DOCUMENT EXTRACT:

↓↓↓

What is NLP?

There are lots of definitions out there as to what NLP actually is. I will try and give you mine as succinctly as I can. However if you are still curious go ‘google’ it and you could have hours more fun!

At school and at university we may have learned lots of interesting facts, or even on occasion how to think about things, though rarely how to think and maximise the full potential of our brains; especially not when it came to feeling good, having great relationships and interactions with others etc.

So for me, to some degree, NLP is a bit like an 'owner’s manual' for your brain!

NLP – What’s in a name?

The name Neuro-Linguistic Programming is an attempt to describe in a concise manner the main parts of this extensive body of insights and skills:

-          Neuro, short for neurology, refers to how the mind and body interact.

-          Linguistic refers to the insights into a person’s thinking that can be obtained by careful attention to their use of language.

-          Programming refers to the study of thinking and behavioural patterns or ‘programmes’, which people use in their daily lives.

The name is a bit of a mouthful and is certainly not NLP's strongest asset. But the name Neuro-Linguistic Programming has been around since the 1970’s, so it looks like we are stuck with it. This is why it is generally abbreviated to the initials NLP!

What can NLP do for me?

NLP is an ever-growing collection of information, insights and mental techniques that can enable you to improve how you think, behave and feel. Using NLP techniques could enable you to:

-          do whatever you already do reasonably well, even better;

-          acquire skills and attitudes to do what you cannot do right now, but would like to be able to do;

-          communicate more effectively with others;

-          think more clearly;

-          manage your thoughts, moods and behaviours more effectively.

‘The Study of Success’

NLP (Neuro-Linguistic Programming) has been variously described as the technology of the mind, the science of achievement, and the study of excellence and of success. It is based upon the search for, and the study of, the factors which account for either success or failure in human performance.

For over thirty years NLP explorers have studied or ‘modelled’ the behaviour and thinking styles of particularly effective and successful people in business, education, sales, therapy, sport, and personal development. It is the practical and pragmatic study of the ingredients of excellent performance and the transfer of these ‘ingredients’ to others.

Modelling

Modelling is a concept at the heart of NLP. The goal of modelling is to capture behaviour of an expert and transfer it to another person. The NLP theory behind modelling does not state that anyone can be Einstein. Rather, it says that know-how can be separated from the person, documented and transferred experientially, and that the ability to perform the skills can be transferred subject to the modeler's own limits, which can change, and improves with practice.

This is often interpreted as a view of "unlimited potential" because a person's ability to change is only limited by their beliefs and the change technology available to them.

Modelling involves observing in depth, discussing, and imitating and practicing many different aspects of the subject's thoughts, feelings, beliefs and behaviors (i.e., acting "as if" the modeler is the expert) until the modeler can replicate these with some consistency and precision.

↑↑↑

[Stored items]
↓↓↓

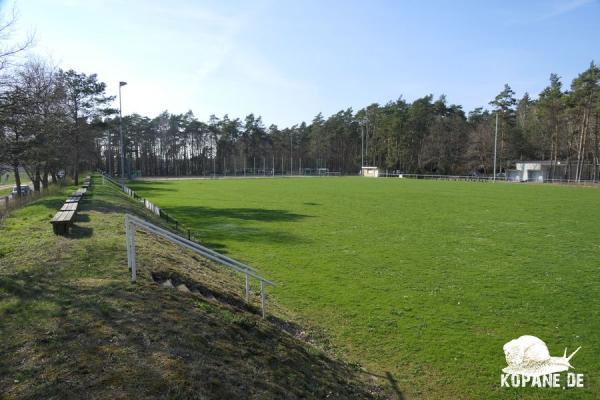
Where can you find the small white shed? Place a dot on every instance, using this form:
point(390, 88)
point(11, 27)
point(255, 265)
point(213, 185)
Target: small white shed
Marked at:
point(370, 171)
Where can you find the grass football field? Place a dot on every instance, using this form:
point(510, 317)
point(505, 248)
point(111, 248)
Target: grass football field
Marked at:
point(420, 282)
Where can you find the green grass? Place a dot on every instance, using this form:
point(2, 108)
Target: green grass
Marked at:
point(72, 325)
point(421, 282)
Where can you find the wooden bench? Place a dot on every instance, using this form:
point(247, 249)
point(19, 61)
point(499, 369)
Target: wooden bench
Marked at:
point(61, 222)
point(69, 207)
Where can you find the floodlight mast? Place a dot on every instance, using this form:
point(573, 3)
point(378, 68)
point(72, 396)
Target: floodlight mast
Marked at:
point(495, 144)
point(121, 84)
point(363, 123)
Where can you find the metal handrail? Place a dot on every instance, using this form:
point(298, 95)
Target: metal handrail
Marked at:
point(131, 222)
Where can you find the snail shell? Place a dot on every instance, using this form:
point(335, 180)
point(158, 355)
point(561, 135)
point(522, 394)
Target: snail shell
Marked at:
point(526, 350)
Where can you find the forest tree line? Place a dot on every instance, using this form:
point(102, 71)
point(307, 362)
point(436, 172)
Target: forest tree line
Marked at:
point(427, 135)
point(55, 120)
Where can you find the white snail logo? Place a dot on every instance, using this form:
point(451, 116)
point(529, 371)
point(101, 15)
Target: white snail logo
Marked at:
point(529, 356)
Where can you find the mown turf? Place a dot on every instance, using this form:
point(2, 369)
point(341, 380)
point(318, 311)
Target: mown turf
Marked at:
point(73, 326)
point(422, 282)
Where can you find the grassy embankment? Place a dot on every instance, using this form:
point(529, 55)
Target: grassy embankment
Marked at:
point(73, 325)
point(419, 281)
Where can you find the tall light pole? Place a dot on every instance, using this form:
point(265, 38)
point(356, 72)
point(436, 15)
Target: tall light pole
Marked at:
point(363, 124)
point(495, 144)
point(121, 84)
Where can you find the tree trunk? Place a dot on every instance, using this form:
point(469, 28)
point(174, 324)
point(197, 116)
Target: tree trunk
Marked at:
point(45, 177)
point(36, 178)
point(17, 178)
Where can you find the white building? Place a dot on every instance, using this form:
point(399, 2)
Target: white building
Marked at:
point(532, 171)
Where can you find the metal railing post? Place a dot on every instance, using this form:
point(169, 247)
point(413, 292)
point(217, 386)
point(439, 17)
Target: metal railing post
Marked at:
point(132, 242)
point(131, 222)
point(262, 298)
point(247, 288)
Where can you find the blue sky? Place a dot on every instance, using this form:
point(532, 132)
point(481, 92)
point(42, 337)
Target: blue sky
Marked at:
point(289, 60)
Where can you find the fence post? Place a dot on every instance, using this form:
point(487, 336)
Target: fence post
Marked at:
point(262, 297)
point(247, 288)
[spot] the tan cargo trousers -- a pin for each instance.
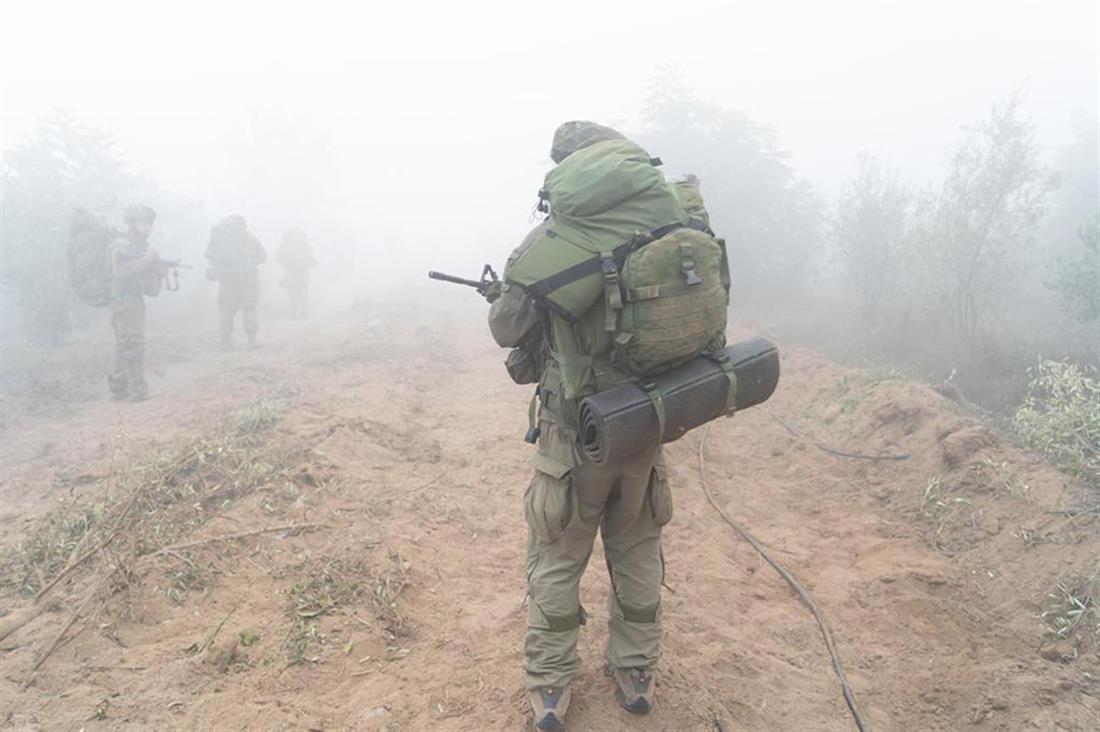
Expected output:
(128, 319)
(568, 501)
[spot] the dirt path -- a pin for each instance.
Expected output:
(403, 437)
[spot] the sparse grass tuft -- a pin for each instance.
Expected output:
(154, 504)
(1071, 611)
(1060, 417)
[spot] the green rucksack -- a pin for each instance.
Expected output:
(89, 258)
(618, 231)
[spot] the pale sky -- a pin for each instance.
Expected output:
(437, 117)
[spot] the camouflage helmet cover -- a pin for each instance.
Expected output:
(578, 134)
(139, 212)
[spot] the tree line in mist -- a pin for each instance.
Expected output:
(974, 279)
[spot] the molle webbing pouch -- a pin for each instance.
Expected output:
(674, 302)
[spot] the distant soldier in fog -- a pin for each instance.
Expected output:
(135, 272)
(297, 258)
(235, 255)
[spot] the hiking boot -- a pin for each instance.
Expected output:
(635, 689)
(550, 705)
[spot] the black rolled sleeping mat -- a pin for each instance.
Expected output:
(622, 422)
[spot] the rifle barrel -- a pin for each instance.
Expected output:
(451, 277)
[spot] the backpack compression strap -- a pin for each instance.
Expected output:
(606, 263)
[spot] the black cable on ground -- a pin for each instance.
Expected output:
(801, 591)
(829, 450)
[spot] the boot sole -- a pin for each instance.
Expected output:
(637, 707)
(550, 723)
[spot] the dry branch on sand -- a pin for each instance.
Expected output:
(164, 501)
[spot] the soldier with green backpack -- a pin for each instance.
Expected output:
(135, 273)
(618, 284)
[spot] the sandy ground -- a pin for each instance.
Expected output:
(398, 445)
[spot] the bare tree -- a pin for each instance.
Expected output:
(869, 230)
(982, 221)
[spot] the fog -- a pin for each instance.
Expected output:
(416, 135)
(411, 121)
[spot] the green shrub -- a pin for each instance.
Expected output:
(1060, 416)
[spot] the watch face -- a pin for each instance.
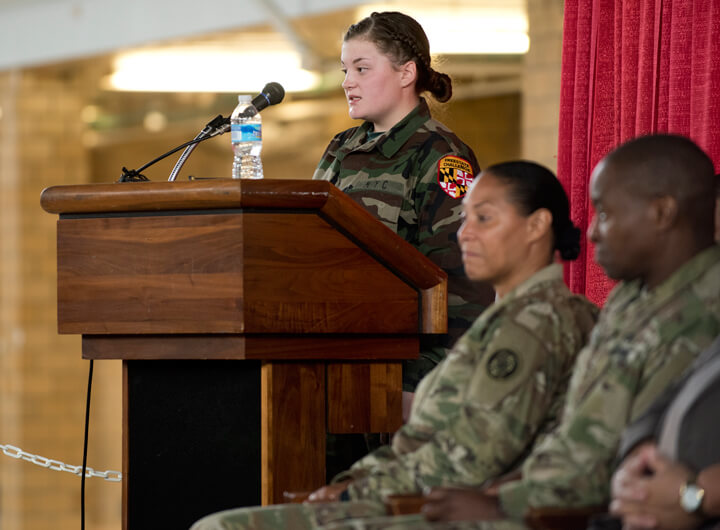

↑↑↑

EXERCISE: According to the NLP text, what does the "Neuro" in Neuro-Linguistic Programming refer to?

TASK RESULT: How the mind and body interact.